Committee pushes to rename McAllen public safety building

Alejandro Longoria (Courtesy photo)

A local committee is petitioning the city of McAllen to honor former Police Chief Alejandro Longoria by renaming the city’s public safety building after him.

As the 21st anniversary of Longoria’s death approaches on Dec. 19, a group of local community members and former police officers are pushing the city commission for the name change as a way to honor the chief and his leadership during a tumultuous period for the police department.

In 1981, video tapes surfaced showing instances of police brutality on the part of McAllen police officers. Of 72 incidents that were visible on tape, nearly all were against Mexican-Americans. Officers who participated in the violence were both Mexican-Americans and Anglos, according to a report by the Washington Post.

In the reorganization of the department that followed, Longoria was appointed captain that year and later became chief in September 1985. He held the position for 15 years until 2000. He died on Dec. 19 of that year after being diagnosed with melanoma.

“When I started back in 1991, all that stuff was coming out and one of the things that happened was they instituted some court-mandated training for the policemen so that what happened in the past would not occur again,” said Ramiro Gonzalez, a retired McAllen police officer, who is a member of the committee.

“It shows that police reform does work,” Gonzalez added. “We went through it way back in the early 80s as a result of this police brutality that McAllen police had.”

Gonzalez and the committee credit Longoria for implementing a community-oriented model in an effort to rebuild trust with their residents.

“I think we’re lucky, we’re lucky that Chief Longoria had the initiative to accept all the police reform and changes to where what’s happening around the country has not affected us that much here,” Gonzalez said, referring to recent incidents of police brutality, specifically against Black people, that spurred the Black Lives Matter movement.

Alejandro Longoria is seen during a presentation in this undated courtesy photo.

Lessons from what the McAllen police department went through can be applied to the current state of police departments across the country, said Christina “Tina” Guerra, a retired state police officer who served in the McAllen police department in 1978 and then again from 1980 until 1992.

* Material supplied

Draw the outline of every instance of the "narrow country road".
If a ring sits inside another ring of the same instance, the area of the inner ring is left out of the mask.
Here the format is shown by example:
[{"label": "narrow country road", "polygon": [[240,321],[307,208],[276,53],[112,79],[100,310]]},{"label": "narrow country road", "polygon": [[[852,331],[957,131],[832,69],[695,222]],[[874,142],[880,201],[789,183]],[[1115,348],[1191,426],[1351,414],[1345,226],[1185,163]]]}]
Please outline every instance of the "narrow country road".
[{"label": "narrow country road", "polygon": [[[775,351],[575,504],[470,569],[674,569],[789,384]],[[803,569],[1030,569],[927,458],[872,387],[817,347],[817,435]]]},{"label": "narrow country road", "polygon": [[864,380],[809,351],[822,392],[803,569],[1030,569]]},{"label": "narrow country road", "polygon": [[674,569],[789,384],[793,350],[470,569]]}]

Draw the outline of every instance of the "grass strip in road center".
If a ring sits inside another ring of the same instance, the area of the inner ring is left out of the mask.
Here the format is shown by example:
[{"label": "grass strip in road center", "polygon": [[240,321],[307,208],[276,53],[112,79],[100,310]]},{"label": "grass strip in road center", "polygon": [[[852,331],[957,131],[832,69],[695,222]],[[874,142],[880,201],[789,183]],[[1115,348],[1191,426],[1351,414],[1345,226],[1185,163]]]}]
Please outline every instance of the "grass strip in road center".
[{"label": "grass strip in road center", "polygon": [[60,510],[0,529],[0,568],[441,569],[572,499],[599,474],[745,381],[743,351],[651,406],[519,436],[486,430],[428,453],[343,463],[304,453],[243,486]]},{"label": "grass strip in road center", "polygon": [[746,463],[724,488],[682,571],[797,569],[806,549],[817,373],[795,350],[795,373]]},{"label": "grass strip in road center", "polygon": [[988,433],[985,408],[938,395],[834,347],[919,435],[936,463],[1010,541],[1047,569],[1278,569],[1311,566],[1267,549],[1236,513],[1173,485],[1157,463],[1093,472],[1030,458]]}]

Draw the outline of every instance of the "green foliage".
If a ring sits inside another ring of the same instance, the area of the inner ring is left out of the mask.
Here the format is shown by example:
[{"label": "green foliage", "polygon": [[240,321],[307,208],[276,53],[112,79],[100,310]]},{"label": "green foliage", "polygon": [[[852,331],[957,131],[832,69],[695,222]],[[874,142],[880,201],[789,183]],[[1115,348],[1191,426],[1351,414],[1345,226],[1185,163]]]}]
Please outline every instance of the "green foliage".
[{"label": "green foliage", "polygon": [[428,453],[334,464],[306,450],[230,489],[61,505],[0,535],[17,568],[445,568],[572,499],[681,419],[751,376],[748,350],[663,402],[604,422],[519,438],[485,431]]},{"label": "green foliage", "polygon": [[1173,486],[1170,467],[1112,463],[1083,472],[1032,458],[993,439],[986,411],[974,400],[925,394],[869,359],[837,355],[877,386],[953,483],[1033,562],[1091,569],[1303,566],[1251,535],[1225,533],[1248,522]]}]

* Questions on the material
1) According to the article on renaming McAllen's public safety building, in what month and year did Longoria become police chief?
2) Reproduce word for word the part of the McAllen renaming article starting with "As the 21st" and going on through "diagnosed with melanoma.".
The entries have no connection to the text.

* Results of the exercise
1) September 1985

2)
As the 21st anniversary of Longoria’s death approaches on Dec. 19, a group of local community members and former police officers are pushing the city commission for the name change as a way to honor the chief and his leadership during a tumultuous period for the police department.

In 1981, video tapes surfaced showing instances of police brutality on the part of McAllen police officers. Of 72 incidents that were visible on tape, nearly all were against Mexican-Americans. Officers who participated in the violence were both Mexican-Americans and Anglos, according to a report by the Washington Post.

In the reorganization of the department that followed, Longoria was appointed captain that year and later became chief in September 1985. He held the position for 15 years until 2000. He died on Dec. 19 of that year after being diagnosed with melanoma.